Scientists reasoned if they could stop nuclear factor kappa beta by increasing the body's natural inhibitors of that protein, then they could limit the production of ceramide. This, in turn will prevent the harmful effects of meth fast-forwarded cell aging and systemic inflammation.

(Susan Scutti. "Science Explains Why Meth Addicts Look The Way They Do."
MSN Medical Daily. February 11, 2015)

Meth releases a surge of dopamine, causing an intense rush of pleasure or prolonged sense of euphoria -- a euphoric high that lasts between six and 12 hours. Then, when the drug wears off, users experience profound depression and feel the need to keep taking the drug to avoid the crash.

Meth, like all stimulants, also causes the brain to release high doses of adrenaline, the body's "fight or flight" mechanism, inducing anxiety, wakefulness and intensely focused attention, called "tweaking." When users are tweaking, they exhibit hyperactive and obsessive behavior which can lead to disturbing and violent behaviors.

Over time, meth destroys dopamine receptors, making it impossible to feel pleasure. And, although these pleasure centers can heal over time, research suggests that damage to users' cognitive abilities may be permanent.

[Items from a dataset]

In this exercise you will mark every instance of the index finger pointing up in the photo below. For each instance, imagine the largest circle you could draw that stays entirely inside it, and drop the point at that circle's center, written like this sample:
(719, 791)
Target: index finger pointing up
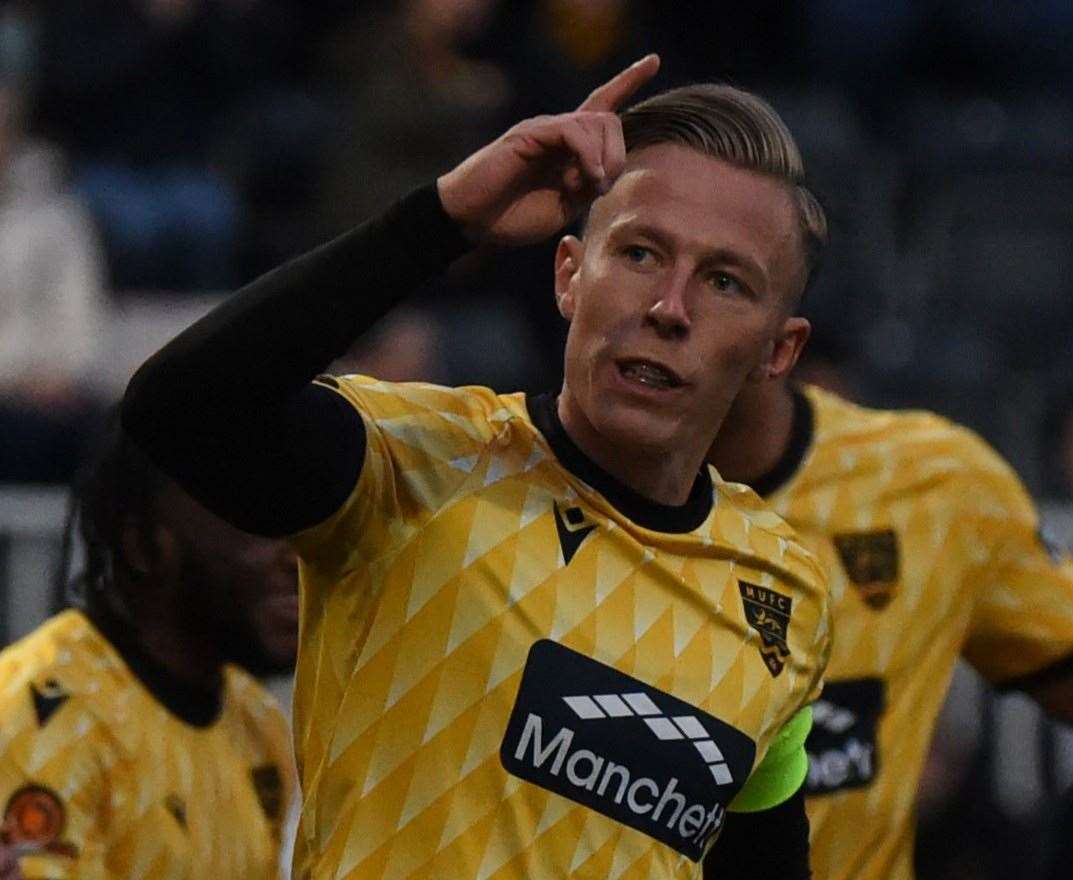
(608, 97)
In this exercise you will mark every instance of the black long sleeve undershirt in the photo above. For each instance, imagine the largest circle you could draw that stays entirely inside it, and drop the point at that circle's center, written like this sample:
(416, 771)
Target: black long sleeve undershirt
(767, 845)
(226, 408)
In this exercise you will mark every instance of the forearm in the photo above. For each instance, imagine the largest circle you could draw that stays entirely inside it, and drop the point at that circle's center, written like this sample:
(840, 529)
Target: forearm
(229, 399)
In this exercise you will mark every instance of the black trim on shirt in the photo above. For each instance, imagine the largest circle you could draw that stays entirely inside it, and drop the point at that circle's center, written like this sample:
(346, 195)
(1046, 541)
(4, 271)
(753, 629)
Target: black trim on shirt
(197, 706)
(1054, 672)
(800, 438)
(544, 412)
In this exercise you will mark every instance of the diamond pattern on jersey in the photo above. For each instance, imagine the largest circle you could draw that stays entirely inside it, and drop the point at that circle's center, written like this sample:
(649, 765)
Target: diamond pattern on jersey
(417, 622)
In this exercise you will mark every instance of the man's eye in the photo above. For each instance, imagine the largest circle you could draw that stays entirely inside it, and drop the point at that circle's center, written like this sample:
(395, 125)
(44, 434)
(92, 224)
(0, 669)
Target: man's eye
(722, 281)
(637, 253)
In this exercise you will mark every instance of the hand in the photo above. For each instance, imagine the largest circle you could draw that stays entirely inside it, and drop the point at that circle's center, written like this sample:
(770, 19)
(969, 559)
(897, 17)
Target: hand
(535, 178)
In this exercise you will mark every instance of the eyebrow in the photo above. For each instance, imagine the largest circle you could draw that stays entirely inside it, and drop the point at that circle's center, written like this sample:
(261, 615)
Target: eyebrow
(717, 257)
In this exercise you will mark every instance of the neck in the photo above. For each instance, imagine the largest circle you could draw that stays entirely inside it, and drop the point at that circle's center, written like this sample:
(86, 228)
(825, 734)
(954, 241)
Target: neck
(189, 662)
(755, 435)
(661, 475)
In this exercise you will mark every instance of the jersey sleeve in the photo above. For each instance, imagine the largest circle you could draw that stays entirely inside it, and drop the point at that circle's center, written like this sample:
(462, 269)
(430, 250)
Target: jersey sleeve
(1023, 610)
(53, 790)
(781, 772)
(422, 442)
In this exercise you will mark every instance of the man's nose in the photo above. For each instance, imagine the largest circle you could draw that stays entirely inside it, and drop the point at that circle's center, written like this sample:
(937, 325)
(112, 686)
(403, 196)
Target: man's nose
(670, 313)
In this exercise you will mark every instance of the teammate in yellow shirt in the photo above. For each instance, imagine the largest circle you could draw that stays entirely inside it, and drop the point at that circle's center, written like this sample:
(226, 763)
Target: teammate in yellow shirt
(935, 552)
(128, 747)
(538, 640)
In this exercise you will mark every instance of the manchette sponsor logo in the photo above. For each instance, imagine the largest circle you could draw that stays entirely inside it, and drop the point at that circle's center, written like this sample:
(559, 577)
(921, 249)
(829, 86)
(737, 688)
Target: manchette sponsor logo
(630, 751)
(842, 748)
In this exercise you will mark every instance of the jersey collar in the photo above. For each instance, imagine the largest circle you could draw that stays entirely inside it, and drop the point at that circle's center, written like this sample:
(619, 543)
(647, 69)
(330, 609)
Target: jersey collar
(800, 439)
(200, 707)
(649, 514)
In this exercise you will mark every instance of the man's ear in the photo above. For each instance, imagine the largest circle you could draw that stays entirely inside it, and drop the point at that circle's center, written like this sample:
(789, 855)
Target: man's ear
(784, 350)
(151, 552)
(568, 264)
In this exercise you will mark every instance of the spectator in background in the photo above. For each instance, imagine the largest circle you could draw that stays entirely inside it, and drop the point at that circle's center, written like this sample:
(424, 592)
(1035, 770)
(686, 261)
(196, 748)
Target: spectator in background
(133, 89)
(52, 308)
(145, 94)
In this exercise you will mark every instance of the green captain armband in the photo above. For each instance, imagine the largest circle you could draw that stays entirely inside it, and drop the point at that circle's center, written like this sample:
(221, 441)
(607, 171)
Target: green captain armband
(781, 772)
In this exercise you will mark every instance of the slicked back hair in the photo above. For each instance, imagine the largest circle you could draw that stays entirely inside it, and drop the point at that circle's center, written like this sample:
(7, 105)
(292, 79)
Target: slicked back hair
(740, 129)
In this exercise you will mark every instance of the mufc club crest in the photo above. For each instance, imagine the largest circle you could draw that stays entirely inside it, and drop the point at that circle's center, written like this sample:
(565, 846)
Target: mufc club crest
(870, 559)
(768, 614)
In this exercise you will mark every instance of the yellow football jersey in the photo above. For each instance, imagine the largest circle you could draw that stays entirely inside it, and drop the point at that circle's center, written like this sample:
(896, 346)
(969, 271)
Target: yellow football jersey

Using the information —
- A) According to the text on methamphetamine's effects, how long does the euphoric high from meth last?
- B) Swap "profound depression" for "severe depression" in the text on methamphetamine's effects, and write out the portion from "Meth releases a" to "avoid the crash." with that change.
- C) Carry on the text about methamphetamine's effects, beginning after its final sentence.

Responses per task —
- A) Between six and 12 hours.

- B)
Meth releases a surge of dopamine, causing an intense rush of pleasure or prolonged sense of euphoria -- a euphoric high that lasts between six and 12 hours. Then, when the drug wears off, users experience severe depression and feel the need to keep taking the drug to avoid the crash.

- C)
A paper published by Dr. Nora Volkow, director of the National Institute on Drug Abuse, examined brain scans of several meth abusers who, after 14 months of abstinence from the drug, had regrown most of their damaged dopamine receptors; however, they showed no improvement in the cognitive abilities damaged by the drug. After more than a year's sobriety, these former meth users still showed severe impairment in memory, judgment and motor coordination, similar to symptoms seen in individuals suffering from Parkinson's Disease.

Chronic abuse of meth can lead to psychotic behavior, including paranoia, insomnia, anxiety, extreme aggression, delusions and hallucinations, and even death.

We, in the land of the living, shake our heads and wonder how anyone could become desperate enough to take crystal methamphetamine and risk becoming zombies enslaved in the horrible, debilitating addiction. I don't know, but I found "25 Reasons Why People Use Meth" from an ant-meth site at kci.org. The question was given to clients in conjunction with a local treatment facility. Here are their most popular answers:

1. The high. The most obvious reason.

2. The rush. Similar to #1, but more about the thrill as it hits you.

3. The euphoria.

4. The sense of power, or the sense of being powerful.

5. The SEX! For some, sex is synonymous with speed

6. The "freaky sex", going places you would never go without speed. Whatever that means to each of us!

7. The sexual endurance to "take it" longer, harder, faster than usual.

8. To be a bottom. Some guys claim they relax and enjoy receptive anal sex more easily while on crystal meth.

9. To handle feelings of loneliness.

10. To relieve feelings of low self-esteem; such as not feeling worthy of relationships, or other factors that affect self-esteem.

11. To relieve boredom.

12. To cope with depression.

13. The weight loss. Not recommended by any health plan! Crystal meth may curb your appetite. Stimulants like crystal meth cause increases in body temperature that burn more calories, too.

14. To dance all night. Or all weekend.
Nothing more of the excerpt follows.